▶ **QUOTED TEXT**

### How To Predict Whether A Job Candidate Will Be Hired Using Random Forest

First we'll use pandas to load a csv file with made-up data on past hires.

In [58]:
import numpy as np
import pandas as pd
from sklearn import tree

np.random.seed(10)

input_file = "PastHires.csv"
df = pd.read_csv(input_file, header = 0)

df.head()

Unnamed: 0,Years Experience,Employed?,Previous employers,Level of Education,Top-tier school,Interned,Hired
0,10,Y,4,BS,N,N,Y
1,0,N,0,BS,Y,Y,Y
2,7,N,6,BS,N,N,N
3,2,Y,1,MS,Y,N,Y
4,20,N,2,PhD,Y,N,N


As a first step in preprocessing our data, let's convert non-numerical values to numerical values.

In [59]:
d = {'Y': 1, 'N': 0}
df['Hired'] = df['Hired'].map(d)
df['Employed?'] = df['Employed?'].map(d)
df['Top-tier school'] = df['Top-tier school'].map(d)
df['Interned'] = df['Interned'].map(d)
d = {'BS': 0, 'MS': 1, 'PhD': 2}
df['Level of Education'] = df['Level of Education'].map(d)
df.head()

Unnamed: 0,Years Experience,Employed?,Previous employers,Level of Education,Top-tier school,Interned,Hired
0,10,1,4,0,0,0,1
1,0,0,0,0,1,1,1
2,7,0,6,0,0,0,0
3,2,1,1,1,1,0,1
4,20,0,2,2,1,0,0


Next let's extract our feature list from the dataframe...

In [60]:
features = list(df.columns[:6])
features

['Years Experience',
 'Employed?',
 'Previous employers',
 'Level of Education',
 'Top-tier school',
 'Interned']

...set 'X' to the columns for these features...

In [61]:
X = df[features]

...and set 'y' to the column for the target.

In [62]:
y = df["Hired"]

Finally, let's use a random forest of 10 decision trees to see if a candidate is likely to be hired (output of "1" == Yes, "0" == No).

In [64]:
from sklearn.ensemble import RandomForestClassifier

clf = RandomForestClassifier(n_estimators=10)
clf = clf.fit(X, y)

# Predict hiring of an employed 10-year veteran
print (clf.predict([[10, 1, 4, 0, 0, 0]]))

# Predict hiring of an unemployed 10-year veteran
print (clf.predict([[0, 0, 4, 0, 0, 0]]))

# Employed 5-year veteran who has worked for 1 company
print (clf.predict([[5, 1, 1, 0, 0, 0]]))

# Unemployed and hasn't worked for anybody...
# ...but has a PhD from a Top-Tier school and has interned
print (clf.predict([[0, 0, 0, 1, 1, 1]]))

[1]
[0]
[1]
[1]

▶ **TASKS**
[1] Answer these questions about the random forest hiring tutorial:
(a) What value is passed to np.random.seed?
(b) What number is "PhD" mapped to in the education conversion?
(c) How many decision trees make up the random forest?
[2] Pick out every line of the records that contains the word "could" and copy each one.

Entries from an annotation dataset

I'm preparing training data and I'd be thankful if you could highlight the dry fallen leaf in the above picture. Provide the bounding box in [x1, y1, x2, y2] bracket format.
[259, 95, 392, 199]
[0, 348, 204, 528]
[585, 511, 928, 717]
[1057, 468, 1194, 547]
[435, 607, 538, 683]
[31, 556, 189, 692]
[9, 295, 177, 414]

▶ **ANSWERS GIVEN**
[1]
(a) 10
(b) 2
(c) 10

[2]
I'm preparing training data and I'd be thankful if you could highlight the dry fallen leaf in the above picture. Provide the bounding box in [x1, y1, x2, y2] bracket format.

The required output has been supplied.